Scala i record a partire dalla riga che contiene "locate pond -- one point per instance" e fino alla fine dei record, estremi inclusi, riscrivendo tutte queste righe, richieste comprese, con ogni coordinata delle risposte moltiplicata per 2,45 e arrotondata all'intero, con le metà per eccesso. Lascia fuori le immagini.

**DATI FORNITI:**
§ §
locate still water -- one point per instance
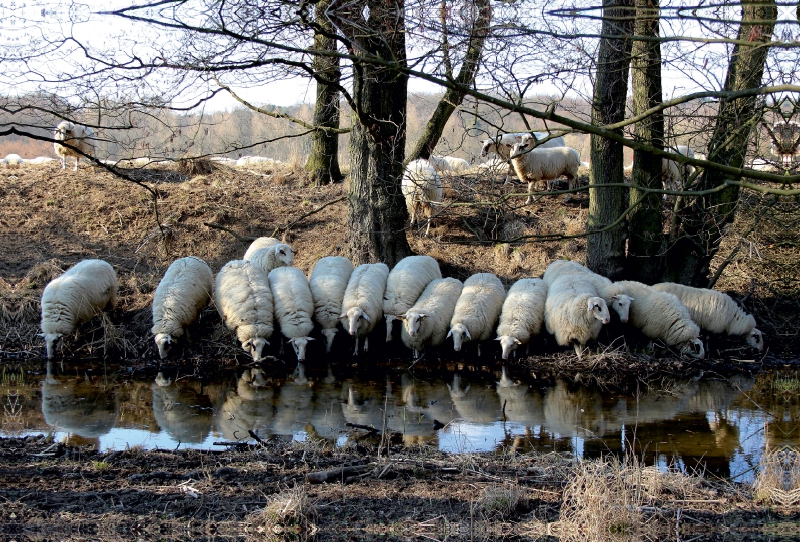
(718, 424)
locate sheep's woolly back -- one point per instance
(713, 311)
(261, 242)
(522, 315)
(659, 315)
(566, 316)
(328, 283)
(294, 305)
(479, 305)
(77, 295)
(438, 302)
(365, 290)
(407, 281)
(181, 295)
(244, 300)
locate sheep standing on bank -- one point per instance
(80, 137)
(294, 306)
(545, 164)
(477, 310)
(362, 305)
(244, 302)
(405, 284)
(661, 315)
(522, 314)
(614, 297)
(328, 283)
(73, 298)
(181, 295)
(716, 312)
(427, 322)
(422, 189)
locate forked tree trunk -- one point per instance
(645, 245)
(323, 161)
(704, 220)
(606, 249)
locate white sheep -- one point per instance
(573, 311)
(661, 315)
(477, 310)
(522, 314)
(13, 161)
(427, 322)
(244, 302)
(716, 312)
(614, 297)
(80, 137)
(362, 305)
(422, 189)
(75, 297)
(404, 286)
(294, 306)
(545, 164)
(328, 283)
(181, 295)
(267, 259)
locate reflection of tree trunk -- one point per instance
(704, 220)
(453, 98)
(376, 207)
(606, 250)
(323, 161)
(646, 226)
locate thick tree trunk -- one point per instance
(704, 220)
(376, 208)
(482, 17)
(645, 245)
(606, 249)
(323, 161)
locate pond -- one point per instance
(717, 424)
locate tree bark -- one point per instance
(606, 249)
(703, 222)
(323, 161)
(482, 17)
(645, 245)
(376, 208)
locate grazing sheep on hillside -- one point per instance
(422, 189)
(716, 312)
(477, 310)
(294, 306)
(660, 315)
(362, 305)
(404, 286)
(73, 298)
(180, 297)
(244, 302)
(545, 164)
(328, 283)
(426, 323)
(522, 314)
(80, 137)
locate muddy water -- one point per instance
(718, 424)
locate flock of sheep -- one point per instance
(264, 291)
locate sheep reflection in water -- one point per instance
(78, 405)
(183, 413)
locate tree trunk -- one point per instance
(376, 208)
(323, 161)
(452, 98)
(645, 245)
(703, 222)
(606, 249)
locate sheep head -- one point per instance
(508, 344)
(458, 332)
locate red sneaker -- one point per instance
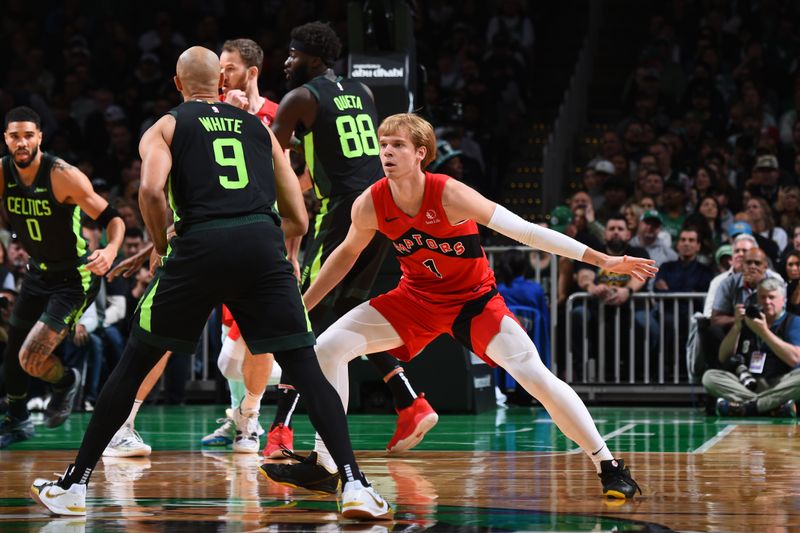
(278, 436)
(412, 424)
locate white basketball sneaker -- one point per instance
(126, 442)
(67, 502)
(246, 439)
(363, 502)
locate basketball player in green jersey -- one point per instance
(43, 197)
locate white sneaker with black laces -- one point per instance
(363, 502)
(246, 439)
(66, 502)
(127, 443)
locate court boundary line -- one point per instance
(617, 432)
(721, 434)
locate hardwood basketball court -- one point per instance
(509, 470)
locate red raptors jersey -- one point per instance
(439, 262)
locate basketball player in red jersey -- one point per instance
(448, 287)
(240, 63)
§ §
**SOLUZIONE SCRITTA:**
locate pond -- one point per instance
(1757, 1039)
locate tree bark -- one point per instance
(1485, 610)
(1722, 544)
(791, 394)
(1181, 42)
(1580, 600)
(921, 510)
locate grazing sheep on hillside -- one point per instance
(1034, 463)
(1754, 764)
(1169, 760)
(720, 750)
(1617, 772)
(887, 747)
(990, 701)
(179, 730)
(441, 728)
(598, 740)
(1335, 402)
(804, 693)
(1044, 791)
(1279, 769)
(196, 336)
locate muddy water -- one point per instance
(1759, 1039)
locate flock of sheep -- one point per instance
(647, 713)
locate sheep reflection in water -- one point per instance
(191, 992)
(448, 1012)
locate tree trunk -- one point per instance
(921, 510)
(791, 394)
(1107, 240)
(1580, 600)
(1722, 544)
(1485, 610)
locate sheep head -- one point per instance
(1245, 843)
(1122, 813)
locate red sneaker -- one point per instance
(681, 1068)
(1009, 1039)
locate white basketball sneaker -- one point per instance
(309, 1083)
(164, 1230)
(603, 1076)
(889, 1230)
locate basketball player in green jersey -- one point per instance
(105, 483)
locate white sneaker with black laces -- one point per instance
(889, 1230)
(603, 1076)
(162, 1230)
(311, 1085)
locate court boundary line -- one point per instance
(1512, 1058)
(1766, 1063)
locate hardwood basketball court -- one point per instance
(1247, 1152)
locate red raptors jersey -- one point per instance
(1076, 642)
locate basketball player in red jersey -- one point per instance
(1098, 703)
(588, 154)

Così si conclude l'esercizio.